Could you extract every entry below and reproduce it exactly?

Given records —
_____

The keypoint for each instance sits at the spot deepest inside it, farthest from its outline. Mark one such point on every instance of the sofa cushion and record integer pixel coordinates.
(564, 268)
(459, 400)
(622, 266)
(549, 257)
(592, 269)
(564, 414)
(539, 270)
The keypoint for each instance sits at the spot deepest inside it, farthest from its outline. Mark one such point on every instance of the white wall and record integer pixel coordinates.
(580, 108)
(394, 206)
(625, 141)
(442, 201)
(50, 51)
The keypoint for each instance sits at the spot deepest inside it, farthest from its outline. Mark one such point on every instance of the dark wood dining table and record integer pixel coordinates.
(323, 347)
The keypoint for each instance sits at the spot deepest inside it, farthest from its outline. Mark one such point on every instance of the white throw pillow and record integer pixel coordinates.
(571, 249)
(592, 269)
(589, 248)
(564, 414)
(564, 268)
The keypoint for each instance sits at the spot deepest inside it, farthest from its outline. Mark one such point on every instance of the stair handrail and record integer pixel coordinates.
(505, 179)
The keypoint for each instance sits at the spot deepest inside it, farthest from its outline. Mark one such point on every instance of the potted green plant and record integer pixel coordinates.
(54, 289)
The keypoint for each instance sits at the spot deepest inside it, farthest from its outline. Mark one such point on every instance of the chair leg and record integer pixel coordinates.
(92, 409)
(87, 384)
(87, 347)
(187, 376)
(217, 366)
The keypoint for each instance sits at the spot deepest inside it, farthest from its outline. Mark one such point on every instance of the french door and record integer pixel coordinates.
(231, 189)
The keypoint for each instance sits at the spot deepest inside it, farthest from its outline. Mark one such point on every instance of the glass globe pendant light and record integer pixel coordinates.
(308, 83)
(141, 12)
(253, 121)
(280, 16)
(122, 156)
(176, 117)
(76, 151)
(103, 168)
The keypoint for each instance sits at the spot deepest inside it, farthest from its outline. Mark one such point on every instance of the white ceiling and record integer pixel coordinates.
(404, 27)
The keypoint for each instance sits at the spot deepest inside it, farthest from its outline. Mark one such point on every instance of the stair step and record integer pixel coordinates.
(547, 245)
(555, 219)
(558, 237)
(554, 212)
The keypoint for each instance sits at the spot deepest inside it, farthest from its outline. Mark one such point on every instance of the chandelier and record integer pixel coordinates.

_____

Task solution —
The keypoint for each instance sits at the spot deepest inside it, farthest from its outline. Mark one such point on every instance of the sofa cushion and record integer pixel coordinates.
(564, 268)
(459, 400)
(622, 266)
(549, 257)
(592, 269)
(564, 414)
(539, 270)
The keypoint for each instance sits at the spot deepest inside it, farthest from its outline. Mark one such point on every instance of the white wall and record integer pixel coordinates.
(580, 108)
(394, 206)
(625, 141)
(442, 201)
(50, 51)
The keypoint for each instance sits at the spot deepest inside it, farthest from its outline. Mark one such point on every instance of the dark wood dining table and record integer pixel coordinates.
(323, 347)
The keypoint for each instance sits at the spot deepest inside it, farthest from its outline. Mark one such point on every instance of the white throw pillow and record integer pixel coordinates.
(571, 249)
(592, 269)
(589, 248)
(564, 414)
(564, 268)
The keypoint for each instance sits at the spot deepest inside it, farthest from its outline. Mark one such point on every instance of the stair handrail and record integer pixel coordinates.
(505, 179)
The keypoint for each instance sits at the spot deepest inside it, farthest from its outline. Mark one such point on every instance of the potted green plant and record integer pixel coordinates.
(54, 289)
The keypoint for each instance sits at the spot deepest inside it, farthest from its outline. Mark one such point on every instance of the chair leg and record integer pixel coordinates.
(92, 409)
(87, 384)
(87, 347)
(187, 376)
(217, 366)
The keypoint for each instance sits at the spot deepest inside it, farthest from its outline. Mark one such point on every instance of the french door and record integer pixel coordinates.
(231, 189)
The keypoint for each instance sits at the spot deepest inside it, farthest from its outline. Mark one such point on every instance of the glass globe pendant light and record integer pixel coordinates.
(308, 83)
(141, 12)
(253, 121)
(280, 16)
(122, 156)
(176, 117)
(76, 151)
(103, 168)
The keypoint for each instance sits at the spot deepest inside it, farthest from its outline. Mark one such point on every instance of the white ceiling and record integer pixel coordinates.
(404, 27)
The keypoint for each instance sits at the spot deepest inside it, farthest from its outline. Mark one such point on every instance of the stair step and record integer pixel coordinates.
(547, 245)
(555, 219)
(558, 237)
(554, 212)
The keypoint for each instance sits at the spot deepest inside it, farthest from its outline. Mark one such point on every instance of the chandelier and record integer pixel coordinates.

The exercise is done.